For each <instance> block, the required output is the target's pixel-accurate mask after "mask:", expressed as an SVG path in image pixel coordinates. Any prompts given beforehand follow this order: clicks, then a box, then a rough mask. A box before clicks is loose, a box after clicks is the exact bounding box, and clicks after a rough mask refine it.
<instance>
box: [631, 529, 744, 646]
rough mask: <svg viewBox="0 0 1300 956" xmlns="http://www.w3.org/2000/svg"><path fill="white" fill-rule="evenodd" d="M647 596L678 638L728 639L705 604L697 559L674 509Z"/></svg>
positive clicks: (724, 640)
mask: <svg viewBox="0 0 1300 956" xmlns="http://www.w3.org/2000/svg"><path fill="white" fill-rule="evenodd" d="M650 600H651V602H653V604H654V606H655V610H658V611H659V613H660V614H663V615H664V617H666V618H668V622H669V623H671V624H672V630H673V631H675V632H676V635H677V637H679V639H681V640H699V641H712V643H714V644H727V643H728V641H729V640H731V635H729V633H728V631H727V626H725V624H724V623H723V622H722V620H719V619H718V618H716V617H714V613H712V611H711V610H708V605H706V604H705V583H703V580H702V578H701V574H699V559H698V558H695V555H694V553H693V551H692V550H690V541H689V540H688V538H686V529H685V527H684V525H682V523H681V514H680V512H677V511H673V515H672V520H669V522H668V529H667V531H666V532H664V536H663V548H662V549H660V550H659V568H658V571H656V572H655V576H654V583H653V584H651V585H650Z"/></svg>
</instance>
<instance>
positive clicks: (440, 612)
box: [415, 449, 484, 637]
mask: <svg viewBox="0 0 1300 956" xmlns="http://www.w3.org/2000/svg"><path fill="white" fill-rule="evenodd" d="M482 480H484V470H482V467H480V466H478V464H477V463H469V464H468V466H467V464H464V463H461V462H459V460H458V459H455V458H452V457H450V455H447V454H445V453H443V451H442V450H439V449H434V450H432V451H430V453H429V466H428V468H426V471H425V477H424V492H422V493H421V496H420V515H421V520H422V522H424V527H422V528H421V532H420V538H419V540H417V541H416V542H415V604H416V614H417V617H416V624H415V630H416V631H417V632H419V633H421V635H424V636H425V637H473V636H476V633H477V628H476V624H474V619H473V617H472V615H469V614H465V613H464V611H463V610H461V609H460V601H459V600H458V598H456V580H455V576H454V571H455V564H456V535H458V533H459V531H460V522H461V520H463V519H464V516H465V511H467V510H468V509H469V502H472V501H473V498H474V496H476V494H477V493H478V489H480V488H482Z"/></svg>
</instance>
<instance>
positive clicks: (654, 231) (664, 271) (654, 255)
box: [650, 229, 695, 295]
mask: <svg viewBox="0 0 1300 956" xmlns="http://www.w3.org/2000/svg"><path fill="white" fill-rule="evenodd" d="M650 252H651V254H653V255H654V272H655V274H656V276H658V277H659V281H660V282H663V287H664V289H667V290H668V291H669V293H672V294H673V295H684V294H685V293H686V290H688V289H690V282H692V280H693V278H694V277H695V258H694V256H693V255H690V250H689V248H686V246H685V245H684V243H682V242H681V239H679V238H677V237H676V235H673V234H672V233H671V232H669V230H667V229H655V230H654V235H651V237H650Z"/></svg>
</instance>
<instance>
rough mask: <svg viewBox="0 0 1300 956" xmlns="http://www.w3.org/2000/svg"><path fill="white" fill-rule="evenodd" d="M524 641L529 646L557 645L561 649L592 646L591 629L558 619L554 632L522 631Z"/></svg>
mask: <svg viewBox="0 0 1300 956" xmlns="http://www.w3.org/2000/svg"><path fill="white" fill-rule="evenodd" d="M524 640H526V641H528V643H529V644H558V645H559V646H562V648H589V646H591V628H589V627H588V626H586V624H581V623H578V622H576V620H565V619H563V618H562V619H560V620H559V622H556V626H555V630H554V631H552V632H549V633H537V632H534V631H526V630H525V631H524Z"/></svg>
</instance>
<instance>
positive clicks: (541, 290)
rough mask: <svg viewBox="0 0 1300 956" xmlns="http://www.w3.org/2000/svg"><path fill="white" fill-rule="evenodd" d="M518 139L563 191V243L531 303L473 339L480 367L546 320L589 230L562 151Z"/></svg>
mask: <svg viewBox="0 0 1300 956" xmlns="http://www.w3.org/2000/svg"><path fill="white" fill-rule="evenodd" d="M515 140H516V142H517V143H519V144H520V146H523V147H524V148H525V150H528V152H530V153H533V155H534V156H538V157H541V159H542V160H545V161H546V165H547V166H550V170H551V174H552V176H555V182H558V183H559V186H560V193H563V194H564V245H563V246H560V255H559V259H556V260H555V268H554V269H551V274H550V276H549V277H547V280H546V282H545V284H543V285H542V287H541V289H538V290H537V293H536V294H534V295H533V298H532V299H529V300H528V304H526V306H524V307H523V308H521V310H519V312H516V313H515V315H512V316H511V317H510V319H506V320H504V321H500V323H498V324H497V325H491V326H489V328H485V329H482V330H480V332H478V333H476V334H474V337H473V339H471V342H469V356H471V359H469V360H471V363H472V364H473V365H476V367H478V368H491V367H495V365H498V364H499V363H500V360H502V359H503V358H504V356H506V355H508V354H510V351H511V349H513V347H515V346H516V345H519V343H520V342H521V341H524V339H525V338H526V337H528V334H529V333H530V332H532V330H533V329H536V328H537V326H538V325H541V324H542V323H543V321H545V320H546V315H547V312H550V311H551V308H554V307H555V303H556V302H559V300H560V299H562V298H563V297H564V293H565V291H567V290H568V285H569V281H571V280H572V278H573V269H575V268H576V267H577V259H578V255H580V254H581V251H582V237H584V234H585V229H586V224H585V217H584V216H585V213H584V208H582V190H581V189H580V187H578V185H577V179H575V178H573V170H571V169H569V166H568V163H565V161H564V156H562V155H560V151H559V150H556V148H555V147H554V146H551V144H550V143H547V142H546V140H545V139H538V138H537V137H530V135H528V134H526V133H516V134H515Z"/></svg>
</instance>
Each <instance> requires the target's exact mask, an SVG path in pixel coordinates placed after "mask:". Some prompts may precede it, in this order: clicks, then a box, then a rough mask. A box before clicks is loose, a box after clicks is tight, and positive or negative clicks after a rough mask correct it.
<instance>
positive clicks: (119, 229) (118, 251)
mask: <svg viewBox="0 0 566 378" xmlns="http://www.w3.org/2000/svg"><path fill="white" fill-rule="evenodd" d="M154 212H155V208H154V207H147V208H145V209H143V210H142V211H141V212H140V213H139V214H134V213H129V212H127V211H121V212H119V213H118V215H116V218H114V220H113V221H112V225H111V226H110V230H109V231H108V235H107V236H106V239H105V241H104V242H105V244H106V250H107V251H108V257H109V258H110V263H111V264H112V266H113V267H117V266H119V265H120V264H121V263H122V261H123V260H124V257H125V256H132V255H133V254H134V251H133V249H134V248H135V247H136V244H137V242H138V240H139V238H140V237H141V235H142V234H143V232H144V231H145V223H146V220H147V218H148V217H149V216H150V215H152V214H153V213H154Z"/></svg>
.....
Check each line of the material for the word "exact". Copy the ones that have it.

For each <instance> block, the required output is the target's pixel-accurate mask after "mask:", expressed as an SVG path in image pixel coordinates. Any prompts given beforehand follow this order: clicks, then a box, then a rough mask. A box before clicks is loose, a box after clicks is the exact bounding box, and clicks after a rough mask refine it.
Each <instance> requires the target's exact mask, an SVG path in pixel coordinates placed after "mask:". Some prompts may precede it, in this order: clicks, then a box, then a rough mask. A box before clicks is loose, a box after clicks is tight, and positive or negative clicks after a rough mask correct it.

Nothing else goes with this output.